### SUPPLIED MATERIAL
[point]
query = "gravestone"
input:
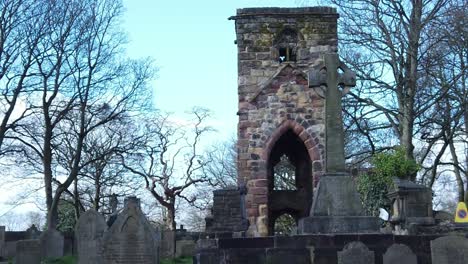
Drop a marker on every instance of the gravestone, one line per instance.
(355, 253)
(449, 250)
(399, 253)
(28, 251)
(89, 234)
(52, 242)
(33, 232)
(336, 206)
(131, 238)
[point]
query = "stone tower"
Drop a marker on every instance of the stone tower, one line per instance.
(281, 120)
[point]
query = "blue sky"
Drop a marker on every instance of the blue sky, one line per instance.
(192, 43)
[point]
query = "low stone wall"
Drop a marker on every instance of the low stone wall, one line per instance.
(325, 249)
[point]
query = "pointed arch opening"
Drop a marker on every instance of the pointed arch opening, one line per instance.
(290, 179)
(285, 225)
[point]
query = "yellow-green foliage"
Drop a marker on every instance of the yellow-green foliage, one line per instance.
(183, 260)
(374, 186)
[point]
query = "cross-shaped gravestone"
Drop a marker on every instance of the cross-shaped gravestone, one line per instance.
(333, 74)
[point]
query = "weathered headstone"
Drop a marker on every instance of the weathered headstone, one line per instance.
(52, 242)
(33, 232)
(131, 238)
(89, 234)
(355, 253)
(2, 239)
(449, 250)
(28, 252)
(336, 206)
(399, 253)
(185, 248)
(167, 245)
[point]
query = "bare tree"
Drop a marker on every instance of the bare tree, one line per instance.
(171, 163)
(21, 29)
(223, 169)
(84, 84)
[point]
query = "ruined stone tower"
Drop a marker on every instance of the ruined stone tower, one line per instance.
(281, 120)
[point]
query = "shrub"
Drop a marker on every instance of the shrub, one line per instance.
(373, 187)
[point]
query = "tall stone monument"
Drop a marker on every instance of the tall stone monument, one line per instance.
(131, 238)
(336, 206)
(89, 233)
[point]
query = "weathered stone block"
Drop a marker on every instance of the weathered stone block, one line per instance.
(89, 234)
(400, 254)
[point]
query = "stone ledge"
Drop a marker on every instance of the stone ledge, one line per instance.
(338, 225)
(267, 11)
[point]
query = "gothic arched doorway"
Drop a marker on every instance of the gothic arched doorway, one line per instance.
(290, 181)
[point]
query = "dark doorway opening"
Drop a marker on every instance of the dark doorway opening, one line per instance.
(290, 181)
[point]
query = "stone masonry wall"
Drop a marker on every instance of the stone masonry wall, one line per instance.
(274, 96)
(227, 215)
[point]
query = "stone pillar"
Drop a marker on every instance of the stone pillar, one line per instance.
(28, 252)
(336, 206)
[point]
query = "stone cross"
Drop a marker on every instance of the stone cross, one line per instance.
(333, 74)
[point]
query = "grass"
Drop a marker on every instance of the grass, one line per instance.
(182, 260)
(62, 260)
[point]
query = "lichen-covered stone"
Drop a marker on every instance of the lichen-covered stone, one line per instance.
(274, 96)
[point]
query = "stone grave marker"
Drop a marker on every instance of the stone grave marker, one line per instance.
(89, 233)
(399, 253)
(355, 253)
(28, 251)
(449, 250)
(52, 242)
(131, 238)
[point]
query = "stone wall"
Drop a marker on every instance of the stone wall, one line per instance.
(327, 249)
(131, 238)
(227, 215)
(274, 96)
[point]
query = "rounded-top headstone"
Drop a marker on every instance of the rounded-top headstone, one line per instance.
(131, 238)
(355, 253)
(449, 250)
(52, 243)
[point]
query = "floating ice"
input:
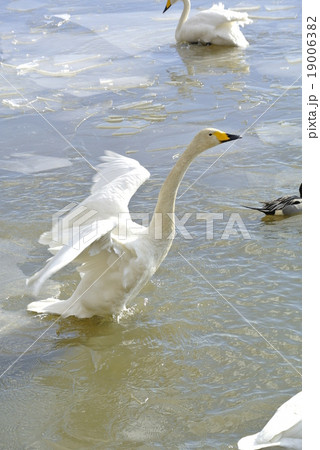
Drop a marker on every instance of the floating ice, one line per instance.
(28, 163)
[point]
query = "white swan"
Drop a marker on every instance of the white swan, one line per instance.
(216, 25)
(284, 429)
(117, 255)
(289, 205)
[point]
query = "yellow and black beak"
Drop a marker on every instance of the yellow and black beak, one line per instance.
(225, 137)
(233, 137)
(167, 6)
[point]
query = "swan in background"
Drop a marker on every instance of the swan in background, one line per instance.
(216, 25)
(284, 429)
(289, 205)
(116, 256)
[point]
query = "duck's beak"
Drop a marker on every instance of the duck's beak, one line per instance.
(233, 137)
(167, 6)
(225, 137)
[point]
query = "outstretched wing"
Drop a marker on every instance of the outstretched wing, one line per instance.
(117, 179)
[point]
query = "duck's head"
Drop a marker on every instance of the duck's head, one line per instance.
(168, 4)
(210, 137)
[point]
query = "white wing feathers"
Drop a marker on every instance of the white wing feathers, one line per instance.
(117, 179)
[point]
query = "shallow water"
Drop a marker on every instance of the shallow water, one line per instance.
(212, 345)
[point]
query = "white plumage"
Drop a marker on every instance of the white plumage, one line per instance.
(284, 429)
(116, 256)
(216, 25)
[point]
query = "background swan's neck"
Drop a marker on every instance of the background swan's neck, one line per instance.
(184, 17)
(162, 223)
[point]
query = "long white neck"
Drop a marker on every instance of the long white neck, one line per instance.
(162, 223)
(183, 18)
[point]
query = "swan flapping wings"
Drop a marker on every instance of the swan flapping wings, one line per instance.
(87, 234)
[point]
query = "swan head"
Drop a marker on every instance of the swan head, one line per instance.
(210, 137)
(168, 4)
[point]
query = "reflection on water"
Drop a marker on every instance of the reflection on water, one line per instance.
(202, 357)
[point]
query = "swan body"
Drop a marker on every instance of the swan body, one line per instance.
(115, 256)
(216, 26)
(289, 205)
(284, 429)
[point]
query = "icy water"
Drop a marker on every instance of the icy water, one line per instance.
(211, 346)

### WORK REQUIRED
Reproduce the data verbatim. Do not carry any picture into the copy.

### RESPONSE
[point]
query = "gravestone"
input:
Drop a marker on every instance of the gravestone, one line per instance.
(355, 253)
(449, 250)
(399, 253)
(28, 251)
(89, 234)
(52, 242)
(33, 232)
(336, 206)
(131, 238)
[point]
query = "stone tower"
Drop a marker on every instance of the stone tower, one line per instance.
(281, 120)
[point]
query = "blue sky"
Drop a marker on every instance of the blue sky, one line per instance.
(192, 43)
[point]
query = "low stone wall"
Drop a marker on every instance of the low stone wall, one line per instance.
(325, 249)
[point]
query = "pointed arch opening"
Drop a marker on every instance of the pointed arch opening, one line per instance.
(290, 179)
(285, 225)
[point]
query = "yellow-green foliage"
Drop a marker on every instance of the yellow-green foliage, one line per instance.
(183, 260)
(374, 186)
[point]
query = "cross-shaped gravestone"
Drop a marker on every instance of the cross-shaped gravestone, one line per instance.
(333, 74)
[point]
query = "weathered headstone"
Drop a marker on every instance of the weathered headstone, one line per instance.
(52, 242)
(33, 232)
(131, 238)
(89, 234)
(355, 253)
(2, 239)
(449, 250)
(28, 252)
(336, 206)
(399, 253)
(185, 248)
(167, 245)
[point]
query = "bare tree"
Drop a marker on every instance of the bare tree, one line per instance.
(171, 163)
(21, 29)
(223, 169)
(84, 84)
[point]
query = "ruined stone tower"
Drop a marker on every instance of the ruined stone tower, one line per instance.
(281, 120)
[point]
query = "shrub"
Drop a marker on every instance of the shrub, one line per instance.
(373, 187)
[point]
query = "tall stone monument"
Drop a marker on every instance of the tall stone monument, one line per instance.
(131, 238)
(336, 206)
(89, 233)
[point]
query = "weathered stone block"
Drop a marker on every instance of the weathered stone block, one line per instance.
(89, 234)
(400, 254)
[point]
query = "stone ledge"
Drop a marker on every instance of the stone ledge, one line per instance.
(338, 225)
(267, 11)
[point]
query = "gothic arched doorway"
Drop a marker on every instance of the gothic arched doorway, one line per instance.
(290, 181)
[point]
query = "dark doorway opening"
Drop a marker on every instance of the dark doorway opening, one line per instance.
(290, 181)
[point]
query = "stone masonry wall"
Drop a marker on every instance of the stone masonry wall, one line per instance.
(274, 96)
(227, 215)
[point]
query = "stone pillar"
Drop a marker on every instance of the stone pillar, one line per instance.
(28, 252)
(336, 206)
[point]
query = "stone cross"
Drop a marker on every instance of the stone cross, one line per instance.
(333, 74)
[point]
query = "grass"
Drop a marker on every instance of the grass, one line per instance.
(182, 260)
(62, 260)
[point]
query = "lichen-covered stone"
Drop a marker on every instance of the lichen-covered stone, one line per instance.
(274, 96)
[point]
query = "stone grave marker"
Drop a marker on every instance of the stone grave marker, one line per instance.
(89, 233)
(399, 253)
(355, 253)
(28, 251)
(449, 250)
(52, 242)
(131, 238)
[point]
query = "stone wall"
Drop a marker on every instance of the stone wall, one line per instance.
(327, 249)
(131, 238)
(227, 215)
(274, 96)
[point]
query = "rounded-top headstone"
Drop a marker on every instance of the rounded-top headstone, one line per instance.
(131, 238)
(355, 253)
(449, 250)
(52, 243)
[point]
query = "floating ice"
input:
Drop a marker on every instance of the floating ice, one line per instance.
(28, 163)
[point]
query = "white swan"
Drop a marker on every instance of the white swan, one line per instance.
(216, 25)
(284, 429)
(117, 255)
(289, 205)
[point]
query = "yellow and black beak"
Drop a marker on every instance of the yellow and black beak, one line per instance.
(225, 137)
(233, 137)
(167, 6)
[point]
query = "swan in background"
Drop a marker on every instance of the swan in background, one line per instance.
(216, 25)
(284, 429)
(289, 205)
(116, 256)
[point]
query = "duck's beak"
Drop a marker on every instance of the duck's beak, one line per instance.
(233, 137)
(167, 6)
(225, 137)
[point]
query = "outstretched wing"
Drop a marker on every instance of the outstretched wing, one line per instance.
(117, 179)
[point]
query = "duck's head"
Drop a marker on every instance of the duck's head, one line per instance.
(168, 4)
(210, 137)
[point]
query = "white wing feathers"
Drop a marker on every instance of the white wing feathers, one line per instance.
(117, 179)
[point]
query = "shallow water"
Drop a marker on every instance of the shallow water, one line per instance.
(212, 345)
[point]
query = "white plumage"
Drop a marker on every instance of the white plumage, one line per instance.
(284, 429)
(116, 256)
(216, 25)
[point]
query = "background swan's neck"
Drop a marker on every instance of the background swan's neck, one line per instance.
(184, 17)
(162, 223)
[point]
query = "long white neck"
Drop a marker on every instance of the long white neck, one line per instance.
(162, 223)
(183, 18)
[point]
query = "swan flapping wings"
Drop a marker on every instance of the swan flapping wings, one line per instance.
(87, 234)
[point]
query = "swan head"
Drop a marker on every instance of the swan head, one line per instance.
(210, 137)
(168, 4)
[point]
query = "reflection on water"
Drop a marker on every instance of the reflection on water, one line per instance.
(202, 357)
[point]
query = "swan body"
Drop a marker on every instance of the swan body, one line per instance.
(115, 256)
(216, 26)
(289, 205)
(284, 429)
[point]
query = "icy water"
Drop a marker on every instance of the icy water, one line per instance.
(211, 346)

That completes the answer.